Reading passage.
******************************

Hot tubs are a home accessory that was previously only for the extremely wealthy. You might have been lucky enough to enjoy one in a luxury hotel room. But for the most part they just weren’t an accessory most people could previously afford. Since demand has increased, hot tubs are much more of an affordable luxury and now there are over 300,000 households with hot tubs in the UK, compared to around 100,000 in 2013.
The many benefits of a hot tub are much more recognised and people have hot tubs for socialising, for muscle therapy, for relaxation and as an addition to a swimming pool set up.
There are various different types of hot tub available, including free standing hot tubs, built in hot tubs and even extremely inexpensive blow up hot tubs you can purchase from supermarkets.
Homes are now much more likely to have a hot tub, which presents a whole new area of home decor consideration. Just as you have to plan out how a swimming pool works in relation to a house, or an outdoor seating area, you have to put equal planning into your new, hot, bubbling arrival.

******************************

Saved entries.
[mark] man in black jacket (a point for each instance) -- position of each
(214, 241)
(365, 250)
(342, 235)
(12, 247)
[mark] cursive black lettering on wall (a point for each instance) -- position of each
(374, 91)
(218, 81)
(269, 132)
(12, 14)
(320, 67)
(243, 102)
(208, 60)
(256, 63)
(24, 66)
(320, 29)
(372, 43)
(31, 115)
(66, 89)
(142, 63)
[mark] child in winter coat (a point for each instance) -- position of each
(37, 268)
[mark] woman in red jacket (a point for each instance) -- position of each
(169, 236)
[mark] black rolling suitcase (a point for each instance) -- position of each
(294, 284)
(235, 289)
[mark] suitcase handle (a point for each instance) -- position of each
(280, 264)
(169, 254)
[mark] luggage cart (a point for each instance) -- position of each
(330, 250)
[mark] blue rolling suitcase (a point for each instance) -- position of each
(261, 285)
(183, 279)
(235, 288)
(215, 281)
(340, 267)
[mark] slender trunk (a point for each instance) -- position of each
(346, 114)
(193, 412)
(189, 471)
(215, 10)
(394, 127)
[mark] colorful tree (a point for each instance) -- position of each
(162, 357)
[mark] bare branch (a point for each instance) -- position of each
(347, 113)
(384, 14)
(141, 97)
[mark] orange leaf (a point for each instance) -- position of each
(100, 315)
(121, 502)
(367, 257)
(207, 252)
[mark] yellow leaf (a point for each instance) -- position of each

******************************

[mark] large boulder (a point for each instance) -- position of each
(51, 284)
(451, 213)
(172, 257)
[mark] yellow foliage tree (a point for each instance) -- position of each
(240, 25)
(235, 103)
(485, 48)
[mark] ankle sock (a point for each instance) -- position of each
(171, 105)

******************************

Work task 1.
Rewrite the passage about hot tubs, starting with "The many benefits" and going on through "purchase from supermarkets.", with "muscle therapy" changed to "muscle recovery".
Work task 2.
Write what comes next in the passage about hot tubs, picking up after its last sentence.

Answer section 1.
The many benefits of a hot tub are much more recognised and people have hot tubs for socialising, for muscle recovery, for relaxation and as an addition to a swimming pool set up.
There are various different types of hot tub available, including free standing hot tubs, built in hot tubs and even extremely inexpensive blow up hot tubs you can purchase from supermarkets.

Answer section 2.
Where will it go? Can it be placed on any surface? How far away from the house should it be? Will it look nice?
Take a look at these handy hot tub placement Q&A’s to help you get your hot tub installation absolutely right:
Where Should My Hot Tub Be Placed?
There is a lot to be considered when you think about the placement of your new hot tub. It isn’t something you can just pop anywhere in your garden. The placement will influence how much enjoyment you get from the accessory, how safe it is, how much it impacts on the rest of your home, and when you can enjoy it.
The hot tub should be sat on a completely level surface that is able to support how much it weighs completely full. Your installers should be able to tell you what that weight is and suggest areas you might want to place it. It may be that you have to have an area prepared with steel supports and thick concrete.
All of the components should be easily reachable so that you can do any emergency repairs or reach emergency controls if you need to. The hot tub should also sit at least 10 feet away from overhead power lines.
Will children be using the hot tub? You’ll want to ensure it is entirely visible from both your property and areas in the garden you may want to sit and supervise them (children should always be supervised when in water).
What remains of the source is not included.